# [Document text]

##########

There is considerable debate surrounding the optimal way to improve the coverage and use of improved sanitation facilities. “Supply-led” sanitation programs that rely heavily on subsidies—i.e., those that provide sanitation hardware or funds to build latrines—have been criticized for failing to achieve community involvement or ownership of latrines, resulting in poor uptake and use of latrines and community dependence on subsidies [18,19,20]. In response to these concerns, “demand-led” interventions to improve sanitation have gained popularity. Community-led total sanitation (CLTS), pioneered in 2000 in Bangladesh, represents a “zero subsidy” approach that is based on triggering communities into social mobilization, and empowering community members to construct household latrines in order for communities to achieve “open defecation free” (ODF) status [21].
CLTS is now used in more than 60 countries worldwide [22]. However, the CLTS approach has also attracted criticism; there are concerns that it could be viewed as coercive, given its strong emphasis on shame and social stigma [23,24,25]. Furthermore, the capacity for extremely poor communities to construct high-quality, durable latrines may be limited in the absence of any subsidies, leading to a risk of “slippage” (reversion to open defecation) [26,27,28]. Furthermore, monitoring and follow-up occurs in only a small proportion of CLTS programs [29].
Empirical evidence regarding the uptake and sustainability of CLTS and other approaches to improving sanitation is limited [30,31]. Only one randomized controlled trial (RCT) has directly compared the uptake rates of various strategies; this study compared a subsidy-based approach, a community motivation approach based on CLTS, and a market access approach designed to increase availability of materials [32]. The study concluded that only the subsidy-based approach led to a significant increase in hygienic latrine ownership [32]. A meta-analysis examining latrine coverage and use following sanitation interventions found that all types of sanitation interventions resulted in modest increases in latrine coverage, with an average increase of just 14% [30].
Few peer-reviewed studies have examined the opinions and perspectives of the implementers of sanitation programs, and existing studies have mainly focused on CLTS programs. For example, Sigler and colleagues examined the behavioral change frameworks used by implementers of CLTS programs and explored which activities these implementers considered most valuable [29]. Similarly, Lawrence and colleagues examined the perspectives of CLTS stakeholders, including barriers to latrine construction [33]. On the other hand, we identified no published literature examining stakeholder opinions on subsidized sanitation.
The current study was conducted in Timor-Leste, where access to improved sanitation remains poor, especially in rural areas. In 2015, an estimated 70% of rural households did not have access to improved sanitation [34]. The country’s WASH program is led by the Ministry of Public Works, under the Direcção de Agua e Saneamento (Directorate of Water and Sanitation), which is supported by several other ministries, NGOs, and international agencies. The government has prioritized a decentralized approach since 2016, with WASH project implementation being led by international and bilateral agencies working with local NGOs at the municipality level. The national sanitation policy in Timor-Leste states that, “The construction of household toilets and other household sanitation facilities shall not be subsidized except in specific situations where the households are disadvantaged” [35]. The majority of NGOs in Timor-Leste utilize a modified version of CLTS called “PAKSI” (Planu Asaun Komunidade Saneamentu no Ijiene/Participatory Community Action to Sanitation and Hygiene) which focusses on disgust rather than shame as the main trigger for behavioral change [36]. One organization provides households with a hardware subsidy to facilitate latrine construction. Households are required to dig their own pit and construct their own latrine, with assistance from the organization. The hardware subsidy includes cement, a plastic pour/flush pan, and other construction materials.

##########

# [Data]
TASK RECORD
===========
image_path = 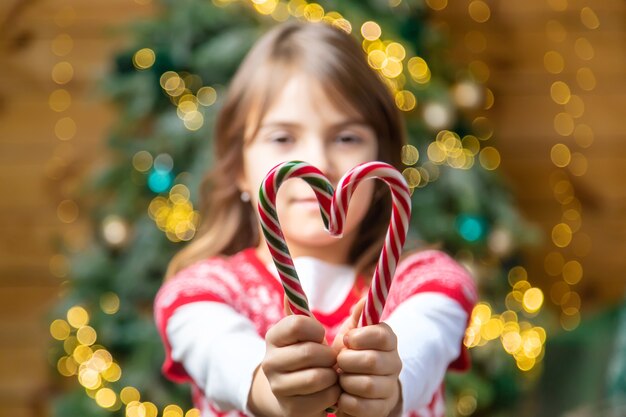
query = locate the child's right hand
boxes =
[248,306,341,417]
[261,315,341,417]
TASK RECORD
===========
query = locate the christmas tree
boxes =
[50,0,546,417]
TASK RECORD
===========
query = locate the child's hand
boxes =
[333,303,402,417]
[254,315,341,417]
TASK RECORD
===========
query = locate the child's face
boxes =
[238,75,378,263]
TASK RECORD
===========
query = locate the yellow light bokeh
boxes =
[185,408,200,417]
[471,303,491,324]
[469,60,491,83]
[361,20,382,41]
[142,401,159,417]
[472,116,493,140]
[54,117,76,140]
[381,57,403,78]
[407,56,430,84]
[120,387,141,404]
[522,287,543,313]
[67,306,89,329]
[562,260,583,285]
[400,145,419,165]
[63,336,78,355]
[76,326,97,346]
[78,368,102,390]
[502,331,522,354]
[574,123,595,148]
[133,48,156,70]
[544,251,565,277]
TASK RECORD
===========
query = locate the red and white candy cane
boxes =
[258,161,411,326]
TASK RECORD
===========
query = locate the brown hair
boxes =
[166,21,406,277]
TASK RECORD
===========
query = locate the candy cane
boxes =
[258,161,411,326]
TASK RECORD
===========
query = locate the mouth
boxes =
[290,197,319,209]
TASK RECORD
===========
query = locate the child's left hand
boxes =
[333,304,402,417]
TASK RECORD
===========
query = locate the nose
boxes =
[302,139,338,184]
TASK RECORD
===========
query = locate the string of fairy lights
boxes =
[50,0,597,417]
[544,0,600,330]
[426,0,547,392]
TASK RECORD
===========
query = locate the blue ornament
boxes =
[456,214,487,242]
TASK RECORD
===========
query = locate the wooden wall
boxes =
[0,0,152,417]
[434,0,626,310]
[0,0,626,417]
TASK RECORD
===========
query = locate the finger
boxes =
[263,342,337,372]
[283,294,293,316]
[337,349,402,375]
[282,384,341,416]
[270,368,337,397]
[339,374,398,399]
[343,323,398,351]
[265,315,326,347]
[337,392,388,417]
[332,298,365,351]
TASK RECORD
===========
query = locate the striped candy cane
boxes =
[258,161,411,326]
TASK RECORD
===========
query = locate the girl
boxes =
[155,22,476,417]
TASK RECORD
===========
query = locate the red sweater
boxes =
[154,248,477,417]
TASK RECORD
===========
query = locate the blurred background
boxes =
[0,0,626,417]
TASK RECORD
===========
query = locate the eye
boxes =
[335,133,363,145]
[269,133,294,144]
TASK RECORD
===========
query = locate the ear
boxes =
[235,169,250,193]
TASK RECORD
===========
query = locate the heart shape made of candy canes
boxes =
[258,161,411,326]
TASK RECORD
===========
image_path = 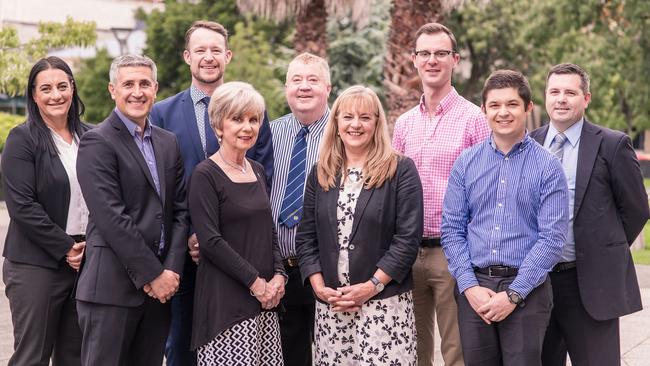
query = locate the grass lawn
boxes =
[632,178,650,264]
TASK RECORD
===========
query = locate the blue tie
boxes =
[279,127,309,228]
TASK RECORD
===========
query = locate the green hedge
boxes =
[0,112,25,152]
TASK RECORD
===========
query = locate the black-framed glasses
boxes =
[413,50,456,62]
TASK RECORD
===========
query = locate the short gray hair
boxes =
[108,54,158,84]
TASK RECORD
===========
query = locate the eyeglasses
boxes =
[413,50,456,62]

##########

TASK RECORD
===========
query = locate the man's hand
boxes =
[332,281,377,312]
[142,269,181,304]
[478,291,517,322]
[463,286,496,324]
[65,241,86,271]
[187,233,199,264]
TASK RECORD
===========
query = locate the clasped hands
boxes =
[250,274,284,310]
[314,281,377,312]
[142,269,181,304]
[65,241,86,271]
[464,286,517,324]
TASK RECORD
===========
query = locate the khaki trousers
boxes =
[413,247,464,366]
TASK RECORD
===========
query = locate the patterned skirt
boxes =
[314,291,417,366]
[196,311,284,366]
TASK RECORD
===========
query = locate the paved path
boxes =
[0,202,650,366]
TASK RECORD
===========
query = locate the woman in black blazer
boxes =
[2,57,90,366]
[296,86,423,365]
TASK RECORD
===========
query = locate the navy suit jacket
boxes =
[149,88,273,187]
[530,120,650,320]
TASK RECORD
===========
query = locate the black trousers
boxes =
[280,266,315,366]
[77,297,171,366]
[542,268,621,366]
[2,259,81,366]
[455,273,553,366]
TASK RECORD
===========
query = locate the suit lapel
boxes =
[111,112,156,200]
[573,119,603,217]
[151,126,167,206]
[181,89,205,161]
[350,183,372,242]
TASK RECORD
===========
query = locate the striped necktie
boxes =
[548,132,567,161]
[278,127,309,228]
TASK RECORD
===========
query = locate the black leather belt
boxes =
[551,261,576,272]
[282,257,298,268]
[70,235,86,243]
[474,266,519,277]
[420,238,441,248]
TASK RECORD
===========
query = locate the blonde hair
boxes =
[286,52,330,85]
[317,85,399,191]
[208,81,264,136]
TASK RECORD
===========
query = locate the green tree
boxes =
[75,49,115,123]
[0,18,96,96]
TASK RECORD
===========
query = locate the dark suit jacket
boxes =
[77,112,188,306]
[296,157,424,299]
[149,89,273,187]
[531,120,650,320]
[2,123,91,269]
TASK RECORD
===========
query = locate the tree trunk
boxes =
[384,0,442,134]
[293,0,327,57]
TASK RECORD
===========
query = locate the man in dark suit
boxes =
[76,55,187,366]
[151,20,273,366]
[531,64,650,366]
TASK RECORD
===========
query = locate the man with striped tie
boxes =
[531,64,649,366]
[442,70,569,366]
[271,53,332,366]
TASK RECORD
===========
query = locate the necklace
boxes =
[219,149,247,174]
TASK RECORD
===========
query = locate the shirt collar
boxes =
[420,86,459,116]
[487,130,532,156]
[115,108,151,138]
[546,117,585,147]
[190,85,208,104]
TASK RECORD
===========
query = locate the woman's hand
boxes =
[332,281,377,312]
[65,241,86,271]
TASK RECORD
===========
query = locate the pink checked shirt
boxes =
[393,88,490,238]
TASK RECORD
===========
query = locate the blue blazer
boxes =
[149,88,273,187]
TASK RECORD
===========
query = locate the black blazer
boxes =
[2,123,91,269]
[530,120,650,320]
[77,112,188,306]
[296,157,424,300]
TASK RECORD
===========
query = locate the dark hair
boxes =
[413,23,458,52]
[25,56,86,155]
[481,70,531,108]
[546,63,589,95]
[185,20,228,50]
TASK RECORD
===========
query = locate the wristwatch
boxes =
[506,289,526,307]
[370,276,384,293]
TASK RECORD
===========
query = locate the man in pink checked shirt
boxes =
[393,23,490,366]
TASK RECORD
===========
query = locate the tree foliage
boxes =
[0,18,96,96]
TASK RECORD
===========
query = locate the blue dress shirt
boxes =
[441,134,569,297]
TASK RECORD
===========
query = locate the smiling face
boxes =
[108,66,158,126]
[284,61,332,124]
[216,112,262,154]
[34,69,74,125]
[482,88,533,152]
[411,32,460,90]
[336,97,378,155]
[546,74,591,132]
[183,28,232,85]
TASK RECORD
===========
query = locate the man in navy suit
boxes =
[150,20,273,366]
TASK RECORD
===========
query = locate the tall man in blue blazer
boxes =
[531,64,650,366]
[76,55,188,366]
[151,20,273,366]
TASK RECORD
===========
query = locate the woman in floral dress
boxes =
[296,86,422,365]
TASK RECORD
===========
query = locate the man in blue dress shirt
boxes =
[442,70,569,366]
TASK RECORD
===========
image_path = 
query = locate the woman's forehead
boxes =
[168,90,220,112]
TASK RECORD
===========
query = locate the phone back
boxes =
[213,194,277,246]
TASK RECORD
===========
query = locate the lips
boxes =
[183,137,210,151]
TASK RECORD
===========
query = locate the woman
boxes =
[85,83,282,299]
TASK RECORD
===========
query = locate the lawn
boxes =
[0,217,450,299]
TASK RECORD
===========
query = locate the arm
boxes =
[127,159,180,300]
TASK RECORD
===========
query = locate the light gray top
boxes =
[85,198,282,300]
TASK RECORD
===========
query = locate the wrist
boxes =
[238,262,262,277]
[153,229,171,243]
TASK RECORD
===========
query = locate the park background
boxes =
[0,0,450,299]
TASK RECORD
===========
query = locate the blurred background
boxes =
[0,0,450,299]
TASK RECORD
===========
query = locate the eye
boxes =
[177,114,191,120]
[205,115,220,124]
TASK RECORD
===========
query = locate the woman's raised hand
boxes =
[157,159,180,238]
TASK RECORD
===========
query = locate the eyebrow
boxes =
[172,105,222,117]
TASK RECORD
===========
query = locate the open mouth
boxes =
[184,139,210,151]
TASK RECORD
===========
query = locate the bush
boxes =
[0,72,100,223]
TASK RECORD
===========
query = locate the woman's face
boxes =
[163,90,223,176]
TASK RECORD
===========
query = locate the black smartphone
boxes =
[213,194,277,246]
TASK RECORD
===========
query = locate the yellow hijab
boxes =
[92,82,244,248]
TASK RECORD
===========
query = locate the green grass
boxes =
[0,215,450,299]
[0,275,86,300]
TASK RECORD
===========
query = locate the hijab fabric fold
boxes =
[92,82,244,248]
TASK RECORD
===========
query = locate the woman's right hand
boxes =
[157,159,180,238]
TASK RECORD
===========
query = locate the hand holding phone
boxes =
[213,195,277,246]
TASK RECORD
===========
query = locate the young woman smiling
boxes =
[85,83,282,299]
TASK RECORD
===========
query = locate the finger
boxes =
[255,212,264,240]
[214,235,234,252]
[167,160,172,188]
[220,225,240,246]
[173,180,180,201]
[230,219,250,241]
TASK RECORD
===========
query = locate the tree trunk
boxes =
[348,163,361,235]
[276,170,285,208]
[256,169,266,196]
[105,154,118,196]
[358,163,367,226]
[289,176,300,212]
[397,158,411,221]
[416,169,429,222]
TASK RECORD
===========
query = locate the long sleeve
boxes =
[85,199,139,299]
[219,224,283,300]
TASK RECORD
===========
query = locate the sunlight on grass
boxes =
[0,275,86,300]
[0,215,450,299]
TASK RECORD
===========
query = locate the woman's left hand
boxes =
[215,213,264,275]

##########

# [Task list]
**a)** From the sanitation passage, return the stretch from "There is considerable" through "(ODF) status [21].".
**b)** In the sanitation passage, in what year and in which country was community-led total sanitation pioneered?

# [Outputs in order]
**a)**
There is considerable debate surrounding the optimal way to improve the coverage and use of improved sanitation facilities. “Supply-led” sanitation programs that rely heavily on subsidies—i.e., those that provide sanitation hardware or funds to build latrines—have been criticized for failing to achieve community involvement or ownership of latrines, resulting in poor uptake and use of latrines and community dependence on subsidies [18,19,20]. In response to these concerns, “demand-led” interventions to improve sanitation have gained popularity. Community-led total sanitation (CLTS), pioneered in 2000 in Bangladesh, represents a “zero subsidy” approach that is based on triggering communities into social mobilization, and empowering community members to construct household latrines in order for communities to achieve “open defecation free” (ODF) status [21].

**b)** In 2000, in Bangladesh.